+++ Raw records +++

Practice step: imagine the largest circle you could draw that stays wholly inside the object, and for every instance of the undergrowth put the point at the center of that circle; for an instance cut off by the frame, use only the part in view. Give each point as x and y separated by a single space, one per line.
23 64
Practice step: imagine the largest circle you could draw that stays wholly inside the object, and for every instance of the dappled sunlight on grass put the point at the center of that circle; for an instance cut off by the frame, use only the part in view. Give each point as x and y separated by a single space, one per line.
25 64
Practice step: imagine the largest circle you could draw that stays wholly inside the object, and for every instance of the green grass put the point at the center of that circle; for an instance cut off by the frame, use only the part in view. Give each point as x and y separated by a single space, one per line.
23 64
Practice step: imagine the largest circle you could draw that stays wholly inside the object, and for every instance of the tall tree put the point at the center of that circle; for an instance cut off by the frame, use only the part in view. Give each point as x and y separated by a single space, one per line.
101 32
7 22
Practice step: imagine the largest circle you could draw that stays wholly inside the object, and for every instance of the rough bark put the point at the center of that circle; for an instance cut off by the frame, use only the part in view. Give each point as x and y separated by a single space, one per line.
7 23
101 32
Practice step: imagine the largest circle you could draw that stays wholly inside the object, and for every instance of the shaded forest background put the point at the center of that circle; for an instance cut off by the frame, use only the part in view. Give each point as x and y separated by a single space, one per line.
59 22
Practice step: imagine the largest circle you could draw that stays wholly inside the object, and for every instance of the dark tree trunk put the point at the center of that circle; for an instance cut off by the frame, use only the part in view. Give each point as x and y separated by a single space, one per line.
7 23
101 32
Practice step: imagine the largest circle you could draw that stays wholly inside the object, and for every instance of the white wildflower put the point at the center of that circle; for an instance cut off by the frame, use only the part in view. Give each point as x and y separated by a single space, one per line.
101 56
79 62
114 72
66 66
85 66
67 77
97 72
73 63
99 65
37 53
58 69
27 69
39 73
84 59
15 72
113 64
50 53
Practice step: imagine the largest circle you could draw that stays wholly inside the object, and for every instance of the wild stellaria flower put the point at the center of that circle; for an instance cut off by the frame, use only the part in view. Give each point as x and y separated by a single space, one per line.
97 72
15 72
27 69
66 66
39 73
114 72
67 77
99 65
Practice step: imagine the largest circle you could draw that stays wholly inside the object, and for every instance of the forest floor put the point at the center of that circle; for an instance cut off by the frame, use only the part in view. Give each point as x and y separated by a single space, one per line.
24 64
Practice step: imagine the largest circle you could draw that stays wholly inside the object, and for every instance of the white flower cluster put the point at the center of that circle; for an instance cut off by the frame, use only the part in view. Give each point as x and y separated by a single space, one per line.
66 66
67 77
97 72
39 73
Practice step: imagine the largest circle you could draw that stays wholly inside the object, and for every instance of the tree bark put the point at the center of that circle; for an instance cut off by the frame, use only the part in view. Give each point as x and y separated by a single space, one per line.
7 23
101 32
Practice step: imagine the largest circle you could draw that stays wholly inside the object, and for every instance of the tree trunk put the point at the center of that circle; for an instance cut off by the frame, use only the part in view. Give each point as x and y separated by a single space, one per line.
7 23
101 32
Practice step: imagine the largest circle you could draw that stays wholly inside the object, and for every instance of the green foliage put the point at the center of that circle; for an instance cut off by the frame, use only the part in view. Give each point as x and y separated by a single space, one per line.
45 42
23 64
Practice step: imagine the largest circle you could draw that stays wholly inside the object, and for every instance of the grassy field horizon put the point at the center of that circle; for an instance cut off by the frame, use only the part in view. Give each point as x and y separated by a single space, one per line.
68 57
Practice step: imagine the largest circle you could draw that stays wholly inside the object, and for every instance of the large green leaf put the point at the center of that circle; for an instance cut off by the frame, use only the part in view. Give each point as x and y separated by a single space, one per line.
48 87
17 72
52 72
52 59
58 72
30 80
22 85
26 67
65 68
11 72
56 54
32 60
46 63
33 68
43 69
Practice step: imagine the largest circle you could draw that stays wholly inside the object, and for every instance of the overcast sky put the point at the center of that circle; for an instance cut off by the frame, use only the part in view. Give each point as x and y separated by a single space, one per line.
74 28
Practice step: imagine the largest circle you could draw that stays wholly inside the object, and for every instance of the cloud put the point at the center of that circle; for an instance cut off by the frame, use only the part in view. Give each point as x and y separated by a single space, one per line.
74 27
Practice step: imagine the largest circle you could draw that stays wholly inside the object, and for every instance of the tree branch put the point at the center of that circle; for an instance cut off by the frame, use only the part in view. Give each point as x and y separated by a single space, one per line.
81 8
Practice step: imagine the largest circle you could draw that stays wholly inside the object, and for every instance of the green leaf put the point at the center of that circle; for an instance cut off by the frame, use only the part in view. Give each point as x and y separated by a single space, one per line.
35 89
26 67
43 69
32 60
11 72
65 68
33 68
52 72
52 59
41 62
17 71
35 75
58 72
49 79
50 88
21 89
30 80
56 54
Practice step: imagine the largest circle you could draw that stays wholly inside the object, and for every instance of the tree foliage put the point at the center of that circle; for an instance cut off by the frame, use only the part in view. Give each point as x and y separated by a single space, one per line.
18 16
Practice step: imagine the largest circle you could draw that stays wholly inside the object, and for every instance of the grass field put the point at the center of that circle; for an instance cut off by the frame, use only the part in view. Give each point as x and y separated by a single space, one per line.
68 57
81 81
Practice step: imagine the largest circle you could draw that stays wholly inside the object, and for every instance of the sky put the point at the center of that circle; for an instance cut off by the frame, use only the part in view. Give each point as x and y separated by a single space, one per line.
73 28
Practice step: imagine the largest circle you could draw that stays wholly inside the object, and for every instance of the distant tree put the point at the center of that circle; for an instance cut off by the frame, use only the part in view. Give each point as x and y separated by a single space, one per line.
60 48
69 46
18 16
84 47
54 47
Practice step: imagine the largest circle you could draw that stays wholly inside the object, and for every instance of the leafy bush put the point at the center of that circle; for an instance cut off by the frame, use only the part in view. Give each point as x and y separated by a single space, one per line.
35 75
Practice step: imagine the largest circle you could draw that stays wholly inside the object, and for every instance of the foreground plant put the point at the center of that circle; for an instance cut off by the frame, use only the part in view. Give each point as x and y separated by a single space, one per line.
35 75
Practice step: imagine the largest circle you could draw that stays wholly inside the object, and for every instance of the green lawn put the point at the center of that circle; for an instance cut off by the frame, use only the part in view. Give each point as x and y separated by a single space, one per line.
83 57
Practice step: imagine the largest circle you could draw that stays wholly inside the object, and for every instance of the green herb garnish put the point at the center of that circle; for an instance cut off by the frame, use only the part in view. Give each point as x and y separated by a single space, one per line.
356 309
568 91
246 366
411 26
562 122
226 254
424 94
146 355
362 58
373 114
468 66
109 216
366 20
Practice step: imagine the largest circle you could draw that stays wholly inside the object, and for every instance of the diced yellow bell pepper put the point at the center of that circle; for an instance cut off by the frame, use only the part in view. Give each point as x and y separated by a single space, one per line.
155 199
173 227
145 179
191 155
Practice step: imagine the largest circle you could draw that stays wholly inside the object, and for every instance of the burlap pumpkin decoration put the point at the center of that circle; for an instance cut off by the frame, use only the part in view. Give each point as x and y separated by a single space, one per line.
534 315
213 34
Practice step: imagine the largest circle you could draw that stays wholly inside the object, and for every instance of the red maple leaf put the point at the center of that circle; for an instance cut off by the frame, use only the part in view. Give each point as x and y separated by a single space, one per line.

+++

→ Your objective:
Set down the listing above in full, please, exactly as it appears.

→ Worked answer:
Practice step: imagine the largest circle you could draw that stays wholly inside the object, and for every instance of the undergrowth put the point at the center of that circle; for an instance cut off by the frame, use only the part in view. Give each point as x and y separated by a single space, one per line.
23 64
Practice step: imagine the largest circle you could draw that stays wholly inside the object, and for every instance of the dappled sunlight on grass put the point at the center of that circle; for an instance cut off by the frame, use only the part in view. Give each point as x and y separated by a single space, one per line.
25 64
Practice step: imagine the largest circle you could draw that stays wholly inside the object, and for every instance of the green grass put the point at the center of that circle; for an instance cut off by the frame, use only the part in view. Give each point as x and y separated by a single space, one per line.
23 64
Practice step: imagine the largest circle you could draw that stays wholly inside the object, and for every instance of the tall tree put the point at the center of that circle; for an instance cut off by the frame, use only the part in view. Give each point as x and y separated by a single space, one per line.
101 32
7 22
Practice step: imagine the largest circle you could draw that stays wholly inside the object, and for every instance of the rough bark put the point at the center of that circle; for an instance cut off by the frame, use only the part in view. Give each point as x and y separated by a single space, one per line.
7 23
101 32
Practice step: imagine the largest circle you could draw that stays wholly inside the object, and for every instance of the shaded forest background put the point at the center of that circle; for an instance cut off by the frame, use only the part in view. Give each point as x and y separated by a single space, one per line.
59 22
Practice step: imagine the largest circle you could draw that stays wholly inside the object, and for every instance of the dark tree trunk put the point at the center of that circle; for an instance cut off by the frame, use only the part in view. Give each point as x and y separated by a single space, one per line.
7 23
101 32
Practice step: imagine the largest circle you could draw that stays wholly inside the object, and for every instance of the white wildflower put the point at the center of that circle; for an instance cut off by the frame, use only the part in view. Give each point as x and y separated by a single space, one per line.
101 56
79 62
114 72
66 66
85 66
67 77
97 72
73 63
99 65
37 53
58 69
27 69
39 73
84 59
15 72
113 64
50 53
Practice step: imagine the largest circle you could draw that stays wholly inside the object, and for every instance of the wild stellaria flower put the point at the center of that circle; for an instance cut off by the frame, use only the part in view. Give each point as x and y separated by a single space, one per line.
97 72
15 72
27 69
66 66
39 73
114 72
67 77
99 65
Practice step: imagine the largest circle you could draw that stays wholly inside the object, and for every instance of the forest floor put the point at the center of that circle; for an instance cut off by the frame, use only the part in view. Give each point as x and y separated by a single space, one per line.
24 64
Practice step: imagine the largest circle you could draw that stays wholly inside the object, and for every instance of the white flower cluster put the point at the center of that circle; for an instance cut off by the frame, use only the part in view. Give each point as x and y separated by a single space, one per line.
66 66
67 77
97 72
39 73
Practice step: imagine the largest circle you could draw that stays wholly inside the object, and for every instance of the tree bark put the point at the center of that circle; for an instance cut off by the frame, use only the part in view. Give each point as x and y separated by a single space, one per line.
7 23
101 32
Practice step: imagine the largest circle you could draw that stays wholly inside the object, and for every instance of the tree trunk put the point at the center of that circle; for an instance cut off by the frame, use only the part in view. Give each point as x and y separated by a single space, one per line.
7 23
101 32
Practice step: imagine the largest circle you could draw that stays wholly inside the object, and for every instance of the green foliage put the point at the center of that circle; for an instance cut off by the frame, use only the part in view. Give each point as x and y separated by a single space, one per line.
45 42
23 64
Practice step: imagine the largest circle you could draw that stays wholly inside the object, and for every instance of the grassy field horizon put the point at the center of that circle; for an instance cut off by the frame, use only the part in view. Give each point as x and y separated by a single space, one per line.
68 57
Practice step: imagine the largest circle you could draw that stays wholly inside the object, and for every instance of the large green leaf put the point at the center of that circle; for an instance cut off by the frame, use only the part in view. Give each point as x and y separated by a single space, one per line.
48 87
17 72
52 72
52 59
58 72
30 80
22 85
26 67
65 68
11 72
56 54
32 60
46 63
33 68
43 69
Practice step: imagine the largest circle you could draw that stays wholly inside the object, and for every instance of the overcast sky put the point at the center of that circle; for an instance cut off by the frame, use only the part in view. Give each point as x and y separated by a single space, one per line.
74 28
Practice step: imagine the largest circle you could draw that stays wholly inside the object, and for every instance of the cloud put the point at the center of that circle; for an instance cut off by the frame, use only the part in view. Give each point as x and y separated by a single space, one per line.
74 27
Practice step: imagine the largest circle you could draw that stays wholly inside the object, and for every instance of the tree branch put the point at the center of that circle; for an instance cut off by the frame, use only the part in view. Give each point as x and y separated by a single space, one per line.
81 8
Practice step: imagine the largest circle you could draw that stays wholly inside the object, and for every instance of the green leaf put the point at the center of that circle; for an instance cut off by the frame, use only the part in view. Give each point as x and y separated by a single space, one per line.
35 89
26 67
43 69
32 60
11 72
65 68
33 68
52 72
52 59
41 62
17 71
35 75
58 72
49 79
50 88
21 89
30 80
56 54
Practice step: imagine the largest circle you could draw that stays wholly inside the object, and for every instance of the tree foliage put the point at the center of that circle; for an instance cut off by the frame, use only the part in view. Give each point as x and y separated by a single space, one per line.
18 16
Practice step: imagine the largest circle you could draw that stays wholly inside the object, and for every instance of the grass field put the point at the center of that circle; for an instance cut off by the frame, use only the part in view. Give each point as x and y separated by a single space, one per line.
68 57
81 81
Practice step: imagine the largest circle you could draw that stays wholly inside the object, and for every instance of the sky put the point at the center of that circle; for an instance cut off by the frame, use only the part in view. Give each point as x and y separated by a single space, one per line.
73 28
Practice step: imagine the largest circle you could draw that stays wholly inside the object, and for every instance of the distant tree put the point at the center of that circle; for an instance cut off by the frame, use only the part in view. Give each point as x and y separated by a single space, one per line.
60 48
69 46
18 16
84 47
54 47
Practice step: imagine the largest circle you could draw that stays wholly inside the object, and for every instance of the leafy bush put the point at the center of that circle; for an instance cut off by the frame, use only the part in view. Give each point as x and y separated by a single space, one per line.
35 75
Practice step: imagine the largest circle you could draw that stays wholly inside the object, and for every instance of the foreground plant put the point at the center of that circle; for an instance cut off by the frame, use only the part in view. Give each point as x and y separated by a single space, one per line.
35 75
Practice step: imagine the largest circle you could draw that stays wholly inside the object, and for every instance of the green lawn put the point at the center of that circle; for an instance cut off by the frame, use only the part in view. Give each point as x and y separated by a single space, one per line.
83 57
Practice step: imagine the largest circle you could draw that stays wholly inside the object, and for every instance of the green herb garnish put the point at the center of that circle; for an instance cut off by the frame, use only the part in view. Give each point as x and y separated by a single space, one per line.
356 309
568 91
246 366
411 26
562 122
226 254
424 94
146 355
362 58
373 114
468 66
109 216
366 20
Practice step: imagine the largest circle you could draw that stays wholly inside the object, and for every instance of the diced yellow bell pepper put the point at the center of that circle; for an instance cut off by the frame, use only the part in view. Give each point as x and y separated by a single space, one per line.
155 199
173 227
145 179
191 155
Practice step: imagine the largest circle you could draw that stays wholly inside the object, and for every instance of the burlap pumpkin decoration put the point at the center of that circle; for an instance cut off by the frame, use only the part in view. Give each point as x and y separated by a single space, one per line.
534 315
213 34
Practice step: imagine the largest circle you could draw that stays wholly inside the object, and for every instance of the red maple leaf put the point at the center of that circle; for an instance cut off by the frame, use only the part in view. Give each point as x and y separated by a single space, one per line.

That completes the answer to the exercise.